### Task requirements
Write the data out again, exactly as given.

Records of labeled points
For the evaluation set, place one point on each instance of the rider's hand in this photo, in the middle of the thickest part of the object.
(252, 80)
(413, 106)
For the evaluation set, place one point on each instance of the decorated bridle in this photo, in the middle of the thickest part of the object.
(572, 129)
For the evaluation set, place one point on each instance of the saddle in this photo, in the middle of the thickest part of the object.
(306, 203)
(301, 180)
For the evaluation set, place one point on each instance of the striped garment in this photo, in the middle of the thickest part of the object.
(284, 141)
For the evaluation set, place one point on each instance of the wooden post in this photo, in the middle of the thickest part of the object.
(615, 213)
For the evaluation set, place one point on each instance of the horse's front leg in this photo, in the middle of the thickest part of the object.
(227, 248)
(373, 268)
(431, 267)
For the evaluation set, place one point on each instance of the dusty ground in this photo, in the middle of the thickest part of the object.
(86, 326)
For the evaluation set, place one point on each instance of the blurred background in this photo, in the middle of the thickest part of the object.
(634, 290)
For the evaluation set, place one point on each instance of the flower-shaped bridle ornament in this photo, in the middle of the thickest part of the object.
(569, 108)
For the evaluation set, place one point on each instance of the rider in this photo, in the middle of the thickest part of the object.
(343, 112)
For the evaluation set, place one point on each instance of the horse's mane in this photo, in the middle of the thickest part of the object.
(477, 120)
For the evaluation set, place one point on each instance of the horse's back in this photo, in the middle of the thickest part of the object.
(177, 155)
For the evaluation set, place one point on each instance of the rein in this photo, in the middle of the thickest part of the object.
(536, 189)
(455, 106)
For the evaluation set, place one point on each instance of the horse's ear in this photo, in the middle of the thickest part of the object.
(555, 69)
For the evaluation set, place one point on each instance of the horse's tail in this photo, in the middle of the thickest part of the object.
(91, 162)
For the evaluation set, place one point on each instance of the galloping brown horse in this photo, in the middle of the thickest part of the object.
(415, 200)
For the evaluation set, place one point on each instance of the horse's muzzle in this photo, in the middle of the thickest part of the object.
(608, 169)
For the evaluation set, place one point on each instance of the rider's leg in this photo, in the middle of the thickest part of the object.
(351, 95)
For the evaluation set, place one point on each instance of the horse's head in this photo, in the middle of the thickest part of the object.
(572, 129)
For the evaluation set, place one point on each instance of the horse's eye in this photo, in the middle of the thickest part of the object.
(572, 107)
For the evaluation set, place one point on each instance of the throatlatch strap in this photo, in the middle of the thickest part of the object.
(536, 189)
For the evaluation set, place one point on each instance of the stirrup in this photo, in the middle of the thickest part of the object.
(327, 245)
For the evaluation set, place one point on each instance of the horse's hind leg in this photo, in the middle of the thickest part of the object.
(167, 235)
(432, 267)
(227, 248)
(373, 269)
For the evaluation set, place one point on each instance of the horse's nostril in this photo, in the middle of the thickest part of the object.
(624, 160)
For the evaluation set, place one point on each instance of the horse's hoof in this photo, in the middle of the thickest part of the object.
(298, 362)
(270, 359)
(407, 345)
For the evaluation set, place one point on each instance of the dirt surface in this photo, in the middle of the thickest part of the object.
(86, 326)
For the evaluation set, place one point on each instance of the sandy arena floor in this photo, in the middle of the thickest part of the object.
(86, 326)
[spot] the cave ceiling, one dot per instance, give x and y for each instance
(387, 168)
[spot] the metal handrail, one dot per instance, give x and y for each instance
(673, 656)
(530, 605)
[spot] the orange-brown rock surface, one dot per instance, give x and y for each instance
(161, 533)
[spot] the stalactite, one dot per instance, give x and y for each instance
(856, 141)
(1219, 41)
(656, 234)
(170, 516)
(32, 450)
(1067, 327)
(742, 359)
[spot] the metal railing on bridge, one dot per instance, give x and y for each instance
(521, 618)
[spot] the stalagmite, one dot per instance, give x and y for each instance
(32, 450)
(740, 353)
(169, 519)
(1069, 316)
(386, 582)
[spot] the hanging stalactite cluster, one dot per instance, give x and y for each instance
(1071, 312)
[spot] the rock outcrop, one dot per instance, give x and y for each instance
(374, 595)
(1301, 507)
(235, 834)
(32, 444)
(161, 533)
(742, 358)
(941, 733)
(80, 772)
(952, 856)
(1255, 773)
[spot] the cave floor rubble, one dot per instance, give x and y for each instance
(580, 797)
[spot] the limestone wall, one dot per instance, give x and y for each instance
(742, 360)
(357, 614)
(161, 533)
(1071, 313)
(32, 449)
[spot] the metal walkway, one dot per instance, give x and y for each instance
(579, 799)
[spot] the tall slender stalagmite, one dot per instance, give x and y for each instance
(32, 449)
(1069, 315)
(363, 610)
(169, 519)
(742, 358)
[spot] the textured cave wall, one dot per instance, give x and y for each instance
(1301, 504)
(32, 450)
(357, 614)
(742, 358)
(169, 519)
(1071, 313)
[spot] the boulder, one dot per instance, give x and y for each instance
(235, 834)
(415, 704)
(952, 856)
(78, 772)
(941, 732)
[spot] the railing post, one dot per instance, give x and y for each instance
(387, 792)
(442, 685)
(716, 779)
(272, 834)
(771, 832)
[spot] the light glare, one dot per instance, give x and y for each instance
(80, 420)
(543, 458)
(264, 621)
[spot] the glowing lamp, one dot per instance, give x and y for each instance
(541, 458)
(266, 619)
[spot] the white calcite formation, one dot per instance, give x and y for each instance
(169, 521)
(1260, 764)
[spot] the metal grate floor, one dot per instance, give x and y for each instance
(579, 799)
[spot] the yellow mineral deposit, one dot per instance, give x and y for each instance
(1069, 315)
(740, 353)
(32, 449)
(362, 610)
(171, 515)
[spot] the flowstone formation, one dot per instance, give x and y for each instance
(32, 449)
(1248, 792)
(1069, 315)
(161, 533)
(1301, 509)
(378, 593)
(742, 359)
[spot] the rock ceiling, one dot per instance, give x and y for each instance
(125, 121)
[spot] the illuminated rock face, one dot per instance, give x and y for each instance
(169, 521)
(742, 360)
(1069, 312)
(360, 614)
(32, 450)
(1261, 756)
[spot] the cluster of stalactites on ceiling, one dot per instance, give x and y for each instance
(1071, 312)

### Task output
For the evaluation set, place one point on each instance of the rider's hand in this photo, in the middle of the thickest part of the object.
(252, 80)
(413, 106)
For the evaluation set, place one point on each instance of the decorated bridle in this photo, in the middle of the thickest part of the object.
(572, 129)
For the evaluation set, place one point on each instance of the saddle in this photo, in the middle of the thickest part of the object.
(306, 203)
(301, 180)
For the evaluation set, place one point on each instance of the striped garment in this photo, in the middle of the thickest part of the object.
(284, 141)
For the evaluation set, place one point on each instance of the wooden post in this photo, in the middle of the thickest part of the object.
(615, 213)
For the evaluation set, place one point on each instance of the horse's front leg in this photo, in the middle of the thickest part of the object.
(227, 248)
(373, 268)
(431, 267)
For the evaluation set, place one point on each instance of the dusty ground in this photo, in the middle of the thickest part of the object.
(86, 326)
For the evaluation set, place one point on each instance of the blurred background in this photo, in the middle of the thickest part of the object.
(634, 290)
For the evaluation set, place one point on each instance of the flower-shaped bridle ornament in this photo, in the middle of the thickest part of the object.
(569, 108)
For the evaluation set, place one point on each instance of the rider in this photo, in the middle of the thickest part of the object.
(343, 112)
For the evaluation set, place one point on each instance of the horse's mane in this photo, in the middle of the thickest part of the object.
(477, 120)
For the evaluation set, place one point on each instance of the horse's back in this photo, in the middle of the thickest part of the object.
(177, 155)
For the evaluation set, place one point on each instance of the rein in this photo, in the middle of the thickest part of the object.
(536, 189)
(455, 106)
For the evaluation set, place one point on each instance of the horse's ear in this photo, in the middle of the thickest part of the object.
(555, 69)
For the evaluation set, place one point on each instance of the horse's tail in this photo, in the middle of the thickest part of the object.
(91, 162)
For the evaluation set, place one point on each instance of the galloping brown horse in this photo, in the middle of the thickest part of the object.
(415, 200)
For the evaluation set, place one point on each instance of the horse's muzzle in this photo, in the middle of the thickest part of the object.
(608, 169)
For the evaluation set, place one point on each instance of the rider's leg in this photo, in the middle of the thickest part of the object.
(351, 95)
For the evaluation set, place one point on each instance of the horse's head in this photo, in the middle of the thickest part of the object.
(572, 129)
For the evaluation set, place one point on each instance of the horse's eye in this photo, in the middle of the thickest part of the object.
(572, 107)
For the evaluation set, place one point on each instance of the throatlatch strap in this photo, in the middle of the thickest part of the object.
(536, 189)
For the evaluation set, place one point on each instance of the stirrup in this photo, in the middle of the thickest part of the object.
(327, 245)
For the evaluation set, place one point on each instance of the horse's hind leg in this photo, in the middle of the thickest part of the object.
(167, 235)
(432, 267)
(227, 248)
(373, 269)
For the evaluation set, place one point on each instance of the horse's nostril in this photo, in the middle of the thickest part of the object.
(624, 160)
For the evaluation set, place one point on each instance of the horse's hoof in this photo, in the middle of the thickest part of the object.
(298, 362)
(270, 359)
(407, 345)
For the evaluation set, place one point on each instance of the dirt surface in this photo, in the middle of the thickest part of the object.
(86, 326)
For the evaluation set, place one point on each instance of the sandy arena floor in this photo, in the middle of the thickest part of the object.
(86, 326)
[spot] the cave ceiling, one dot per instance, give x and y for each instance
(387, 168)
[spot] the metal handrail, one dot per instance, give x and y for each instance
(673, 656)
(530, 605)
[spot] the orange-brown rock surface, one dot per instance, give x and y for each instance
(161, 533)
[spot] the stalactite, one dot per instance, give x and y for each instance
(856, 141)
(1219, 41)
(656, 234)
(170, 516)
(32, 450)
(1067, 327)
(742, 359)
[spot] the metal railing on bridge, one dot per instance, give x and y for each instance
(521, 618)
[spot] the stalagmite, one dot per instance, give x and y for each instance
(32, 450)
(740, 353)
(169, 519)
(1069, 316)
(386, 582)
[spot] the hanging stalactite cluster, one dot per instance, give x and y for each instance
(1071, 312)
[spot] the rock outcrop, one dot per instance, give x and y for each instance
(374, 595)
(1301, 507)
(235, 834)
(32, 444)
(161, 533)
(742, 358)
(941, 733)
(80, 772)
(952, 856)
(1255, 773)
[spot] the cave floor rubble, one dot per instance, give x and y for each instance
(580, 797)
[spot] the limestone wall, one dot per instance, give x and y for each instance
(742, 360)
(357, 614)
(161, 533)
(1071, 313)
(32, 449)
[spot] the metal walkway, one dot per instance, give x and y for each instance
(579, 799)
[spot] the tall slender stalagmite, one dot per instance, give x and y for each instance
(32, 449)
(1069, 315)
(363, 610)
(169, 519)
(742, 358)
[spot] the textured cave wall, one dot per instance, give x and y for each instance
(1301, 504)
(32, 450)
(357, 614)
(742, 358)
(169, 519)
(1071, 313)
[spot] the boulder, one dot per instance, give x and y for each instance
(235, 834)
(415, 704)
(952, 856)
(78, 772)
(941, 732)
[spot] the railing post, one dot per instance, give x and y for each instance
(387, 792)
(442, 685)
(716, 779)
(272, 834)
(771, 832)
[spot] the light glare, one dot per instance, give x and y for each instance
(80, 420)
(543, 458)
(264, 621)
[spot] the glowing lamp, one dot per instance, give x and y for each instance
(541, 458)
(266, 619)
[spot] the white calcite formation, one dot per instance, give x and y for each instance
(169, 521)
(1260, 764)
[spot] the metal grate floor, one dot per instance, give x and y for each instance
(579, 799)
[spot] the yellow mineral deposit, one dot per instance, give x and y for each instance
(1069, 315)
(740, 353)
(32, 449)
(362, 610)
(171, 515)
[spot] the flowstone formation, one dot per instance, give x and y for each instance
(32, 449)
(1248, 792)
(1069, 315)
(161, 533)
(1301, 509)
(378, 593)
(742, 359)
[spot] the rock ceiling, one dot per instance, give x and y for each instance
(125, 121)
[spot] the illuminated rock face, one dot per instance, give x and y for each instance
(169, 521)
(742, 360)
(1069, 312)
(360, 614)
(32, 450)
(1261, 756)
[spot] the cluster of stalactites on ceiling, one dot per instance, give x and y for each instance
(1071, 312)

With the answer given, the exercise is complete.